**Your goal:** Nothing in the data should be left out or altered when it is retyped.

** Opening Provided data block **

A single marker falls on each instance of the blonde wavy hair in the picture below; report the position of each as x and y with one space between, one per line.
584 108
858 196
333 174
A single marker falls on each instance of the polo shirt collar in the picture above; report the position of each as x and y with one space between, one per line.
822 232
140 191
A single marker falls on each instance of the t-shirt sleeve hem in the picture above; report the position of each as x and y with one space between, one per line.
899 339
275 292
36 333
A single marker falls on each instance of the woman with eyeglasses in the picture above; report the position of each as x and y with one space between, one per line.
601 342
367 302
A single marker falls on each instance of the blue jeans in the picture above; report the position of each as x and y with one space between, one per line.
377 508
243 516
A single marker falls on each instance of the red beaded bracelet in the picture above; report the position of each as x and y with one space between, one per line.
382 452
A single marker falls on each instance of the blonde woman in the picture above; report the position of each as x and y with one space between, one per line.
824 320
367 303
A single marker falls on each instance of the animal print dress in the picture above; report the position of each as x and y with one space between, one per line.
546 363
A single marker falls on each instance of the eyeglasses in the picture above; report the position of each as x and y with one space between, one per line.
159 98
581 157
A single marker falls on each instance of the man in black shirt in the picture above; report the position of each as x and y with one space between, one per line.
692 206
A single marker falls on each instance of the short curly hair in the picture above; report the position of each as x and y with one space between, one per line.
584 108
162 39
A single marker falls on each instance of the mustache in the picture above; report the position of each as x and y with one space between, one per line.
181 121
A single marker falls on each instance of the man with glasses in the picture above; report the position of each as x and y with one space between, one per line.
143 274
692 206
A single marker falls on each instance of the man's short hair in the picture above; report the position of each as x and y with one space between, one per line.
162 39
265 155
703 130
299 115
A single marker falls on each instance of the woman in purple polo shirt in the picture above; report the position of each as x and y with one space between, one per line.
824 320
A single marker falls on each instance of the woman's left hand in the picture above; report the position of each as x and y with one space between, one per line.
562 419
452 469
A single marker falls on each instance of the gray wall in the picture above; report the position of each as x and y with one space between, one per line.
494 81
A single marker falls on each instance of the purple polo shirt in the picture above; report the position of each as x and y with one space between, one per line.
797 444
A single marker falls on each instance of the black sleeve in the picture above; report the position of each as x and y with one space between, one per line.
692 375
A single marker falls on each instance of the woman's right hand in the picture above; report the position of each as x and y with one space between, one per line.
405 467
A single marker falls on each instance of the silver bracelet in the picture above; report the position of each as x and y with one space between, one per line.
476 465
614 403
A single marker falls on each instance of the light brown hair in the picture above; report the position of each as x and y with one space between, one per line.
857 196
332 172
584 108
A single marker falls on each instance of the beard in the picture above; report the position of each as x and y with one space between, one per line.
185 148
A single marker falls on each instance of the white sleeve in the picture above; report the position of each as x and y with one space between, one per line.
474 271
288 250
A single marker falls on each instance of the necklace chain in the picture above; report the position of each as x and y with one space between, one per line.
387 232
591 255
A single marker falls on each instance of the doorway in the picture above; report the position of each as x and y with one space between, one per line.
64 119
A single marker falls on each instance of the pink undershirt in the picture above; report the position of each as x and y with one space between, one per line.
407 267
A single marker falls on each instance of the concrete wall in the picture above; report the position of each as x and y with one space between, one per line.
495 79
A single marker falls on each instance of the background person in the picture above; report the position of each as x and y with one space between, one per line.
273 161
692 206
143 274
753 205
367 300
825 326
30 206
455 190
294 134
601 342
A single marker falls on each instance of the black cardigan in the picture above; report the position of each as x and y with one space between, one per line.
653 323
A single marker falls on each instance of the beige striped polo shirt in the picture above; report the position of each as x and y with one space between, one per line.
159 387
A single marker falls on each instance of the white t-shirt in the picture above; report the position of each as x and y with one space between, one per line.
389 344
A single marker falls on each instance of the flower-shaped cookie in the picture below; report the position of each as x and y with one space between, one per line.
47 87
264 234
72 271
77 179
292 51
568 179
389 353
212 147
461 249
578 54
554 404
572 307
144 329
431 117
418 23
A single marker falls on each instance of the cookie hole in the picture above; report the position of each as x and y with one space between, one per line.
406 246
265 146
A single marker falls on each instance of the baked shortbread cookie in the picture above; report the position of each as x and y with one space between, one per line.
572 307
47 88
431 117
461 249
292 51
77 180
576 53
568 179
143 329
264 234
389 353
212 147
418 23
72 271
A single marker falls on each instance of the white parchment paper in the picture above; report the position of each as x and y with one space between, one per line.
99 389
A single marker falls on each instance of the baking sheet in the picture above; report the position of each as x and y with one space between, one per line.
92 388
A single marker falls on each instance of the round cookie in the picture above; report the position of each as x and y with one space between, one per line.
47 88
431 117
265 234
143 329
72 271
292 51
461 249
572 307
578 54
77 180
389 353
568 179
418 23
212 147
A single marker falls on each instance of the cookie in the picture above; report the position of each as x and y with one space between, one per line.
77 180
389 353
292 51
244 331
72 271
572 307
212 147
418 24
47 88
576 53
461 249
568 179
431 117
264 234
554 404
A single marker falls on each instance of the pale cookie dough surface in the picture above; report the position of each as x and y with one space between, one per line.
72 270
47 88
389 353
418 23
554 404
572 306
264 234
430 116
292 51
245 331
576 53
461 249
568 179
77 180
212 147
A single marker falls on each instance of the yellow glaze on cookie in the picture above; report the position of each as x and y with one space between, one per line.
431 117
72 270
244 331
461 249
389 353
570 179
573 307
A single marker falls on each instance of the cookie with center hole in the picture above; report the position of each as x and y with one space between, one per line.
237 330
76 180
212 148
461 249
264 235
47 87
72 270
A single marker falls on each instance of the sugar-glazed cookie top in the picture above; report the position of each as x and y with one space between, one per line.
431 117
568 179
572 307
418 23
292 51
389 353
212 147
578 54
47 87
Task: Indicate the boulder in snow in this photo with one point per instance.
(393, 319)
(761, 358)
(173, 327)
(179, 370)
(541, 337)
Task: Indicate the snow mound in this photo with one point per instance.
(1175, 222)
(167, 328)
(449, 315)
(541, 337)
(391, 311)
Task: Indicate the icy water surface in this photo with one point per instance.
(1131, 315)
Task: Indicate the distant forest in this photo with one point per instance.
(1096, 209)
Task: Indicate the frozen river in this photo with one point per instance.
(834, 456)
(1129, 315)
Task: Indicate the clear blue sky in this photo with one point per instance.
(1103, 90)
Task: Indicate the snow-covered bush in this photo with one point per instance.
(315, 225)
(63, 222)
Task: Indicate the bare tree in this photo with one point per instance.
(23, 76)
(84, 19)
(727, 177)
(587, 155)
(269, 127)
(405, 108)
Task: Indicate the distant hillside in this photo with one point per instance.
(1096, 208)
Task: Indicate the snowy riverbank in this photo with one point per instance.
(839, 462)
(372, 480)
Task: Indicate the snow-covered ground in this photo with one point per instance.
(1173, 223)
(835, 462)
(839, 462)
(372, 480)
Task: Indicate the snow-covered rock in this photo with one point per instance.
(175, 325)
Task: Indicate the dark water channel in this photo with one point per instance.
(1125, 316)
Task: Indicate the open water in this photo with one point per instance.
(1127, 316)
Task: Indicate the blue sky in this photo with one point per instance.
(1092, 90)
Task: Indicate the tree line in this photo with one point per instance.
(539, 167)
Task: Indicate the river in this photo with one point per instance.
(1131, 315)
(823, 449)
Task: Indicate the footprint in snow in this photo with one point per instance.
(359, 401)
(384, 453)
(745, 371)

** Closing Provided data block **

**Expected output:**
A single marker falls on each instance of the blonde wavy hair in the picture below; report the position of each as x and y with one space between, one per line.
584 108
858 196
333 174
A single marker falls on each instance of the polo shirt collar in the picture above; report the position of each as x and y with one space between, one per line.
822 232
140 191
A single marker falls on each instance of the t-shirt sleeve hem in the picture above; report the position of each as x and y with one space between, one per line.
899 339
275 292
36 333
A single marker falls on each instance of the woman with eyeglasses in the picture above; report the position of each as x and y with one space between, one per line.
601 342
367 302
A single marker falls on each instance of the blue jeans in the picture above; report the position of each as x and y with one space between, one per line.
377 508
243 516
A single marker falls on each instance of the red beaded bracelet in the picture above; report the position of each as x and y with one space between, one per line.
382 452
A single marker falls on each instance of the blonde woman in the picture above; report the position of each as x and y with one space between, one per line.
824 320
367 303
A single marker falls on each instance of the animal print dress in the picture above; report the position of each as x and y with one space between, one per line.
546 363
A single marker falls on each instance of the eyeglasses in the picture above; report the position of each as x and y with one space between, one per line.
159 98
581 157
A single marker falls on each instance of the man in black shirt in the picture above; report the position of each as x and y with one space between, one per line.
692 206
A single marker falls on each instance of the short curly hair in the picture above; report the position of each as x and y with one space between, one per line.
584 108
162 39
A single marker falls on each instance of the mustache in the picture above; report the position of each as x and y with one space between, one per line.
181 121
A single marker falls on each instance of the man with glasses in the picture above; report the position of each as x and y with one space between, one per line.
143 274
692 206
A single marker falls on each instance of the man's short hair in the picture above; report the position of each as x and y with one space between, one per line.
162 39
265 155
703 130
299 115
A single marker falls on each instance of the woman in purple polo shirt in the picture above; report the position of each as x and y with one space between, one per line.
824 320
A single marker falls on each instance of the woman's left hand in the picture above; report the position of each as x and y with one space between, one per line.
562 419
452 469
A single marker falls on each instance of the gray wall in the picture above; report the position of each as x and y with one space between, one per line.
494 81
A single marker falls on each instance of the purple polo shirt in the picture above; report the position of each as x and y with one space between, one per line.
797 444
A single marker falls on each instance of the black sleeve in the picture above; report the position of each as x and y with one space between, one per line.
692 375
A single marker falls on each instance of the woman's right hand in the picture above; report the position of each as x and y with one space between, one per line.
405 467
A single marker falls on each instance of the silver bracelet in the picture above; report the position of each as x and y with one space between, one per line.
476 465
614 403
A single marker falls on each instance of the light brown hair in the picture above; report the position of each as x and y with one space between, one per line.
857 196
332 172
584 108
A single marker falls on each instance of the beard in the picture above; report the position of each as x and y with one space between, one per line.
185 148
A single marker falls on each instance of the white sleeve in the picture above; report the position of each as x and y with one space between, one per line.
474 271
288 250
A single marker falls on each instance of the necklace chain in the picture above; report the position of each as x and y with one space between, one per line.
387 232
591 255
A single marker falls on each instance of the doorway in the picture above; report the position of each as x and y with one space between, one per line.
64 119
A single marker falls on each instance of the pink undershirt in the picture above; report the position of each as x and y with one space between, one per line.
407 267
A single marker falls on each instance of the concrete wall in the picture above; report the position of each as x and y with one space between, one per line.
495 79
A single marker falls on each instance of the background person in the picture above; report the position of each as x and y with one space between, one per line.
273 161
692 206
143 274
753 205
367 300
825 326
30 206
455 190
294 134
601 342
A single marker falls on each instance of the black cardigan in the picture above; report the position of each as x and y with one space between, one per line.
653 323
A single marker falls on each instance of the beige striped polo shirt in the picture above; report the position of each as x and y with one space between, one per line.
159 387
A single marker falls on each instance of the white t-shirt in the picture above; report the position of each as x and y with one space between, one per line.
389 344
A single marker falls on each instance of the flower-shaped cookie in the picture below; report the position of each as x and y with one space between, one per line.
47 87
264 234
72 271
77 179
292 51
568 179
389 353
212 147
461 249
578 54
554 404
572 307
144 329
431 117
418 23
A single marker falls on each instance of the cookie hole in the picture above; report the position of each as x and y with one space between, one per line.
406 246
265 146
A single marker falls on each instance of the baked shortbread cookie in the picture above; report the position of each as x and y with one space between, one per line.
572 307
47 88
431 117
461 249
292 51
77 180
576 53
568 179
143 329
264 234
389 353
212 147
418 23
72 271
A single marker falls on each instance of the white parchment paper in the picture above; report the position of each as x and y with one space between, one per line.
99 389
A single marker falls on each instance of the baking sheet in the picture above; report the position of each as x and y with one space between, one per line.
92 388
A single marker falls on each instance of the round cookie in the picture above; report the position of each as x and y with one space between, one per line.
47 88
431 117
265 234
143 329
72 271
292 51
461 249
572 307
578 54
77 180
389 353
568 179
418 23
212 147
A single marker falls on each instance of the cookie in the picture above; report the position of each as x and y with one space between, one per line.
77 180
389 353
292 51
244 331
72 271
572 307
212 147
418 24
47 88
576 53
461 249
568 179
431 117
264 234
554 404
A single marker falls on each instance of the pale cookie dough surface in the picture above; report the position of each as x and y with one space between, one per line.
72 270
47 88
389 353
418 23
554 404
572 306
264 234
430 116
292 51
245 331
576 53
461 249
568 179
77 180
212 147
A single marker falls on each instance of the yellow glaze on cookie in the picture above; report the position of each as x and y with one space between, one per line.
431 117
72 270
244 331
461 249
389 353
570 179
573 307
A single marker falls on each instance of the cookie with center hole in the picture above; report the position of each as x and y with one space between, one per line.
237 330
76 180
212 148
461 249
264 235
47 87
72 270
A single marker falls on each instance of the sugar-glazed cookie top in the picture above; report the position of each as x and y with one space between, one per line.
431 117
568 179
572 307
418 23
292 51
389 353
212 147
578 54
47 87
Task: Indicate the boulder in snow in this photo with one point per instance.
(393, 319)
(761, 358)
(173, 327)
(179, 370)
(541, 337)
Task: Indicate the snow mound in this photo with one point per instance.
(1175, 222)
(167, 328)
(449, 315)
(541, 337)
(391, 311)
Task: Indicate the icy water surface in this photo with one point per instance.
(1131, 315)
Task: Indicate the distant forest in this photo with one point per instance.
(1096, 209)
Task: Indicate the frozen river in this photo with one point per instance.
(834, 456)
(1129, 315)
Task: Indicate the clear blue sky in this photo with one point per instance.
(1103, 90)
Task: Indicate the snow-covered bush in this photo with one point per instance.
(315, 225)
(63, 222)
Task: Indicate the bare tree in this photo with one point per instance.
(23, 76)
(84, 19)
(727, 177)
(587, 155)
(269, 127)
(405, 108)
Task: Indicate the distant hillside in this photo with one point per instance.
(1096, 208)
Task: Indicate the snowy riverbank in this photo with one point per instance.
(839, 462)
(372, 480)
Task: Indicate the snow-covered ground in this photo with one point per instance.
(1173, 223)
(835, 462)
(839, 462)
(372, 480)
Task: Indicate the snow-covered rock in this photo with one point per instance.
(175, 325)
Task: Indicate the dark water channel in this photo with one point per instance.
(1125, 316)
Task: Indicate the open water in this photo with one point per instance.
(1127, 316)
Task: Indicate the blue sky in this photo with one point per instance.
(1092, 90)
Task: Indicate the tree line in this photo with one point per instance.
(539, 167)
Task: Indicate the river in this photo with one point per instance.
(1131, 315)
(823, 449)
Task: Indicate the footprint in snow in this photo with one point per instance.
(359, 401)
(384, 453)
(745, 371)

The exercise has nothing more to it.